• Polecenie do zadania: Przepisz jako listę JSON fragment danych źródłowych od wiersza zawierającego „Where can you see the umbrella” aż do ich końca, łącznie z oboma krańcami. Każdy wiersz ma być osobnym ciągiem znaków, a puste wiersze pomiń.

• Dane źródłowe:
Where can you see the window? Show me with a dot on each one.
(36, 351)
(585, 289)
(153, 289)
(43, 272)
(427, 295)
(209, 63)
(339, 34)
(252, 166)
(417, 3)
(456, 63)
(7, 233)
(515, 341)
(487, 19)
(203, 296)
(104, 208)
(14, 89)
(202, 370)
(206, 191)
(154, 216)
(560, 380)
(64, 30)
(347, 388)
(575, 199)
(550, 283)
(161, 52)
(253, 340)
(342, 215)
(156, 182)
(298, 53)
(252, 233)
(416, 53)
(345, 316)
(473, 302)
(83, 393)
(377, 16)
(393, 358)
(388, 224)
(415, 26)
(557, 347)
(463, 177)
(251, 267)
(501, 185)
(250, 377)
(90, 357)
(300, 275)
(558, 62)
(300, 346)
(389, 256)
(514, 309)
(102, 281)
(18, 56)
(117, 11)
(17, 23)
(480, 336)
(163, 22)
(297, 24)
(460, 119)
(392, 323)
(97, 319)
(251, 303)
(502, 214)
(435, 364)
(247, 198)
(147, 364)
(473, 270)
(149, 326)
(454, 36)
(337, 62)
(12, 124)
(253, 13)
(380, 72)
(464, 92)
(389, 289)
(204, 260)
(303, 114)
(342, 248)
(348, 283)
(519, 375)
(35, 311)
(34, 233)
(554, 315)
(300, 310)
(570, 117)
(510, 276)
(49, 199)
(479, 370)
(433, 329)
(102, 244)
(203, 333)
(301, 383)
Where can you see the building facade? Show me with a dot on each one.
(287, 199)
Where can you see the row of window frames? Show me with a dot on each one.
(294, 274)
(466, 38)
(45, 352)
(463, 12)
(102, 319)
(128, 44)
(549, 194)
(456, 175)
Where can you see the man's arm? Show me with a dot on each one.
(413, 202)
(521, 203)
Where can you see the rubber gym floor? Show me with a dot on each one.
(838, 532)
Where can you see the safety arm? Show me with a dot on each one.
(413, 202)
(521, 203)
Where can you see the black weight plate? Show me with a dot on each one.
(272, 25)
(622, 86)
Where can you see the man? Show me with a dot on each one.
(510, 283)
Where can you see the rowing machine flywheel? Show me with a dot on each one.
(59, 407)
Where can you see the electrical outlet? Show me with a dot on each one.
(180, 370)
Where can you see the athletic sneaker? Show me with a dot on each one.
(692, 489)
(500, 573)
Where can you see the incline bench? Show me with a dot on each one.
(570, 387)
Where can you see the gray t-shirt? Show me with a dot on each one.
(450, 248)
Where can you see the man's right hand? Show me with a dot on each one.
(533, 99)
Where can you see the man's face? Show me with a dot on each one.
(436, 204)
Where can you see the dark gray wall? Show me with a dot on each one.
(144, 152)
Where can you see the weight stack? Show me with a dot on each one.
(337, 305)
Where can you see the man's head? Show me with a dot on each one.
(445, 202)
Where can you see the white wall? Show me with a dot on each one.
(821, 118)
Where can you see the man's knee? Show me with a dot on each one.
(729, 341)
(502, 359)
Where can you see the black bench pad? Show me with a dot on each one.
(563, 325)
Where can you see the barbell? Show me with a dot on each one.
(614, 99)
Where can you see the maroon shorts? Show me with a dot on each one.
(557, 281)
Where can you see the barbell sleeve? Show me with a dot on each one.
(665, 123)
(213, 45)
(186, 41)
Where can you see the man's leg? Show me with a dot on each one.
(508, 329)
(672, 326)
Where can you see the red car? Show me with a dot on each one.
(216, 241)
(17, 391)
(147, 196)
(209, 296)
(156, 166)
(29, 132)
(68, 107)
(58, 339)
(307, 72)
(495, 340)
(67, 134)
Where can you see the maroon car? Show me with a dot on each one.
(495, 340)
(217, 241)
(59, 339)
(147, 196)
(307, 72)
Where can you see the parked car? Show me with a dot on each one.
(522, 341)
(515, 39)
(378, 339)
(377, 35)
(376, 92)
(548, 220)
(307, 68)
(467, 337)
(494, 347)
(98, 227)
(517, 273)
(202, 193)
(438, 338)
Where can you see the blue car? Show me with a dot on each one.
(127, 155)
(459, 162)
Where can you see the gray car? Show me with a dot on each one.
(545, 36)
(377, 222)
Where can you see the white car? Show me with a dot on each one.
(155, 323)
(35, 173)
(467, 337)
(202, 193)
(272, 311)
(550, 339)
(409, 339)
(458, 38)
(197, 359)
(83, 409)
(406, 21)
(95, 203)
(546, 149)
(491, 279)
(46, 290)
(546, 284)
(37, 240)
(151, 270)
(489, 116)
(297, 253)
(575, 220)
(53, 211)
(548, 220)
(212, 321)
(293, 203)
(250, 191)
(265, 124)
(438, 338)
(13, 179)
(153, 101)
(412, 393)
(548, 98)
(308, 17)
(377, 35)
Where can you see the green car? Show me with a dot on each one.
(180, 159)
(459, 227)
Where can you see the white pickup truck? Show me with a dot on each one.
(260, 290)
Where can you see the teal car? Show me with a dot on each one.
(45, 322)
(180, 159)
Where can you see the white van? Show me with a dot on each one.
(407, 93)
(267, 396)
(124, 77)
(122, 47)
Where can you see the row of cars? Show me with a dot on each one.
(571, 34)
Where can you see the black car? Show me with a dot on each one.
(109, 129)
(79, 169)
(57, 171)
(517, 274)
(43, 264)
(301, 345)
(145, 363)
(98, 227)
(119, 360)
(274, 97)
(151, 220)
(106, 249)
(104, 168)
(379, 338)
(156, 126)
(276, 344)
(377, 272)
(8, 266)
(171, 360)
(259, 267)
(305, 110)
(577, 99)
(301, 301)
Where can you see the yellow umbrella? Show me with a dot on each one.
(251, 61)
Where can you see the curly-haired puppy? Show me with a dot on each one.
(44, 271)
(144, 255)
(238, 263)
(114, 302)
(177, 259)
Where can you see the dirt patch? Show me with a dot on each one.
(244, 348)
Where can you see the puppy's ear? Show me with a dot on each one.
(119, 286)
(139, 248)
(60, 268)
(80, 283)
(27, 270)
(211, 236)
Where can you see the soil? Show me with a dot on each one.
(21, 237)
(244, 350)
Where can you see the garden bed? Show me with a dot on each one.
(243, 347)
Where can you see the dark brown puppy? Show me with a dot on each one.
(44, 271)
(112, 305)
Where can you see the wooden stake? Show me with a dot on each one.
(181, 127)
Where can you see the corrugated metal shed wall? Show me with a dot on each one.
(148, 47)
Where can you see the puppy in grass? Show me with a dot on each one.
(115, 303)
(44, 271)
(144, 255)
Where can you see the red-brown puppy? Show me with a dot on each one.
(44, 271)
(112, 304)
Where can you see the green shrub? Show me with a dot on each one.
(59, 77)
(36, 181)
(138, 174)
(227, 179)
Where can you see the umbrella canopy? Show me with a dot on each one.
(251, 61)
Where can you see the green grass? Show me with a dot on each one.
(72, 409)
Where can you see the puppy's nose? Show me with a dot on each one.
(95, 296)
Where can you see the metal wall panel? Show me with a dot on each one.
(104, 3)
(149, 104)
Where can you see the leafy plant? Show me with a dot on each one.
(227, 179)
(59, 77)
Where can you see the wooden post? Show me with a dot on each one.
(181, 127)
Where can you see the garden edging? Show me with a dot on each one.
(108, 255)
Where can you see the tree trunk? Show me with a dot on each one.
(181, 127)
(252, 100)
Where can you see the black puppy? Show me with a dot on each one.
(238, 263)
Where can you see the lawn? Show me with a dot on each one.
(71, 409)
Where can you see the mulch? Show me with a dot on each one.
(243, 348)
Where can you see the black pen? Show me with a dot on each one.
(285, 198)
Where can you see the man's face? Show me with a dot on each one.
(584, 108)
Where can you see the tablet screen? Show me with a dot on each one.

• Rozwiązane zadanie:
[
  "Where can you see the umbrella canopy? Show me with a dot on each one.",
  "(251, 61)",
  "Where can you see the green grass? Show me with a dot on each one.",
  "(72, 409)",
  "Where can you see the puppy's nose? Show me with a dot on each one.",
  "(95, 296)",
  "Where can you see the metal wall panel? Show me with a dot on each one.",
  "(104, 3)",
  "(149, 104)",
  "Where can you see the leafy plant? Show me with a dot on each one.",
  "(227, 179)",
  "(59, 77)",
  "Where can you see the wooden post? Show me with a dot on each one.",
  "(181, 127)",
  "Where can you see the garden edging? Show me with a dot on each one.",
  "(108, 255)",
  "Where can you see the tree trunk? Show me with a dot on each one.",
  "(181, 127)",
  "(252, 100)",
  "Where can you see the black puppy? Show me with a dot on each one.",
  "(238, 263)",
  "Where can you see the lawn? Show me with a dot on each one.",
  "(71, 409)",
  "Where can you see the mulch? Show me with a dot on each one.",
  "(243, 348)",
  "Where can you see the black pen? Show me with a dot on each one.",
  "(285, 198)",
  "Where can you see the man's face? Show me with a dot on each one.",
  "(584, 108)",
  "Where can you see the tablet screen? Show me with a dot on each one."
]